• [TASK REQUIREMENTS]:
A. In the page excerpt about Cardinal Burke, what phrase from the journalism business is he always said to be?
B. Retype everything in the records from the line containing "written like (186,88)." down through the end of the records, including both of those ends. Leave the pictures out.

• [PAGE EXCERPT]:
-- start --

My comments first: John Allen has a good article on Cardinal Raymond Burke and the tradition of prelates opposing some aspects of the leadership of popes.
My only suggestion to John Allen or corrective is that liberal prelates who have changed the Church in their dioceses to the extent that it no longer resembles the Catholic Faith or Church have dioceses that are dying, just as liberal religious orders are dying.
We simply hope and pray that the liberalizing winds of the Church and papacy today are not going to produce in the Church Universal what they produced in Religious Orders, especially women's orders. That would be a disaster.
More disastrous would be for the Catholic Church to pantomime the liberal Protestant denominations that have become irrelevant due to their excessive liberalization that now makes them post-Christian, such as the Episcopal, Methodist and Presbyterian Churches. Do we want to become like them. Pray no!
Cardinal Burke and his discontents
by John Allen of Crux
In the language of the journalism business, Cardinal Raymond Burke
is always “good copy.” The phrase means that people may love or hate
what he’s got to say, but he never fails to stir things up.

-- end --

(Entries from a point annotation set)

-- start --

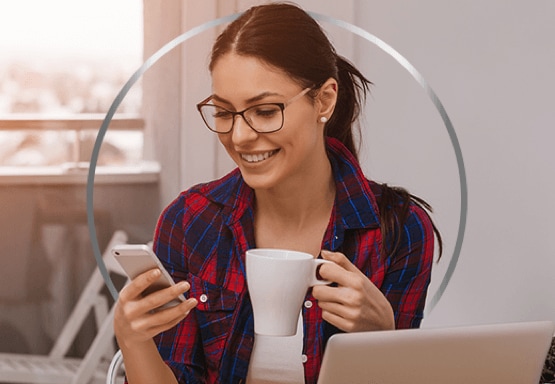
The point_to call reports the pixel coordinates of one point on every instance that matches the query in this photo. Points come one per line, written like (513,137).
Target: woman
(283,104)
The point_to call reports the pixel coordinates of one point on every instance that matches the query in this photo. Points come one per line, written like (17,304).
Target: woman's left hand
(355,304)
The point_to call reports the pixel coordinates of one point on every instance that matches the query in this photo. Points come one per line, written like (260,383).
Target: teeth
(257,157)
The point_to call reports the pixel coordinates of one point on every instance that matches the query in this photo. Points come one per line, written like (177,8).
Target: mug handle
(315,280)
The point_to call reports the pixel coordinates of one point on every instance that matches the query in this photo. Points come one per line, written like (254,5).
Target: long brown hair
(286,37)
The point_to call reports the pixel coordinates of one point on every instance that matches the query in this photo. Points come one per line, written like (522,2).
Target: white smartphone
(139,258)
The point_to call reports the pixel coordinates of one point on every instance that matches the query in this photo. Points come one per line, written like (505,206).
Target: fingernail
(183,285)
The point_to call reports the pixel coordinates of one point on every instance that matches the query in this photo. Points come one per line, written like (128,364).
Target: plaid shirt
(202,237)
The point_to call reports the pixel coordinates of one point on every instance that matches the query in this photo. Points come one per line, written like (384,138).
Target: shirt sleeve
(180,346)
(409,272)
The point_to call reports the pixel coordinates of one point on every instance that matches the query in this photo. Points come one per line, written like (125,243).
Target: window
(62,65)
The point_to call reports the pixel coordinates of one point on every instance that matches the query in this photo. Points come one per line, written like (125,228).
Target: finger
(163,296)
(341,294)
(337,321)
(339,259)
(135,288)
(154,322)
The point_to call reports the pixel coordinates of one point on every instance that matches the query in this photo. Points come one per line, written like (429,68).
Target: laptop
(510,353)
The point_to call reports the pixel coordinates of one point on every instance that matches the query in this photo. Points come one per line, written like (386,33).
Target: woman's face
(268,160)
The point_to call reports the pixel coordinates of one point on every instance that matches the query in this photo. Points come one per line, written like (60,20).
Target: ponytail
(353,87)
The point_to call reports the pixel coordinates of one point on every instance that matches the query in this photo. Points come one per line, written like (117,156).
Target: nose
(242,132)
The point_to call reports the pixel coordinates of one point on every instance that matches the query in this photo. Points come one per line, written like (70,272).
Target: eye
(266,111)
(220,113)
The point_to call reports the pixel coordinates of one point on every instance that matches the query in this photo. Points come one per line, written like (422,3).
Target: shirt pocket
(214,313)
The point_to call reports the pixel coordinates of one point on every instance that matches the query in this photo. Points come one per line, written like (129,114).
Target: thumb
(339,259)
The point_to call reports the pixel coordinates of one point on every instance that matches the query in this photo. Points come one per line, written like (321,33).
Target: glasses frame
(281,106)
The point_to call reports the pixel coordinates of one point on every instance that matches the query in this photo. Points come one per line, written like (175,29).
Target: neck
(299,202)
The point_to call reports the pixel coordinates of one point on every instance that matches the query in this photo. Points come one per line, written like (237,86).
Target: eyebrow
(254,99)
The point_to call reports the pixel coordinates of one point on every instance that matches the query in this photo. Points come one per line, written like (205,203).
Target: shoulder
(205,198)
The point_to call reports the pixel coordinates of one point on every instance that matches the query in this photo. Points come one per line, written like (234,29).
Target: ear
(327,97)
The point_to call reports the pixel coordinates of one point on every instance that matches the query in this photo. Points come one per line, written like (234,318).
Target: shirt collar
(355,204)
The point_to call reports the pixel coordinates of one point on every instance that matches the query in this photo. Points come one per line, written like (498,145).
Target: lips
(257,157)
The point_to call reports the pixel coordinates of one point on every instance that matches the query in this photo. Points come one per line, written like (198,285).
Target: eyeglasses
(262,118)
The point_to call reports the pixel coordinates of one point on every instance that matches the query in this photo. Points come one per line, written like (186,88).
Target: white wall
(491,64)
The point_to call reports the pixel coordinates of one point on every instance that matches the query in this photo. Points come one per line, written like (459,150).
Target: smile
(257,157)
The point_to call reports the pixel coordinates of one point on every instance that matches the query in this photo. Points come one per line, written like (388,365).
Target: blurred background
(62,64)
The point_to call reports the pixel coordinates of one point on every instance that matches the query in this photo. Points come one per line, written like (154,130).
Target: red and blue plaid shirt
(202,237)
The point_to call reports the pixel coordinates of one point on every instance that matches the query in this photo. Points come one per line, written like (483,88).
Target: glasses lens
(216,118)
(265,117)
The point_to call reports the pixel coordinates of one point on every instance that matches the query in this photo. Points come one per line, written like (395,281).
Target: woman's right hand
(136,319)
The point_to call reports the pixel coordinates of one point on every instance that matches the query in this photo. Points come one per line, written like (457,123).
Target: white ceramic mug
(278,280)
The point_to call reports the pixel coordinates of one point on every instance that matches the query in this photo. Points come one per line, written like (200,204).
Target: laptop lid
(512,353)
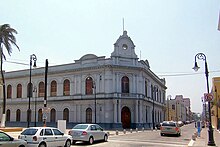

-- end --

• [TASK-BY-TASK RESULTS]:
A. He is always "good copy."

B.
The point_to call reports the pixel coordinates of one point on every instance that matches the query in this photo. Points come one per line, written like (186,88).
Target: white wall
(491,64)
The point_to call reports the pixel coordinates of one point on every instance that matches the query in this photo. Points come one per line, written like (459,150).
Target: smile
(257,157)
The point_to call reports the pixel coordinates of one point on every instance that matches the query in this photo. Points come one per line, written like (388,365).
Target: blurred background
(62,64)
The point_to call reports the pixel coordinates of one point on every instance that matches the query in this photo. Points come one per line, written like (154,130).
Target: red and blue plaid shirt
(202,237)
The point_to call reports the pixel coordinates of one point on every instance that matches the query in this photo. Points come one per line, written like (483,88).
Target: glasses lens
(216,118)
(265,117)
The point_to call reports the pixel coordinates of one point on every instance that matches the query in this photo. Points come one per line, written like (395,281).
Target: woman's right hand
(136,319)
The point_to call reports the pixel coordinates of one point on every instance that matches the query in this photo. Points come one per line, written like (457,123).
Target: white ceramic mug
(278,280)
The point_to call reports the pixel coordinates of one point on every instance that matches the query in this photo. Points come one per line, written like (200,204).
Target: laptop lid
(512,353)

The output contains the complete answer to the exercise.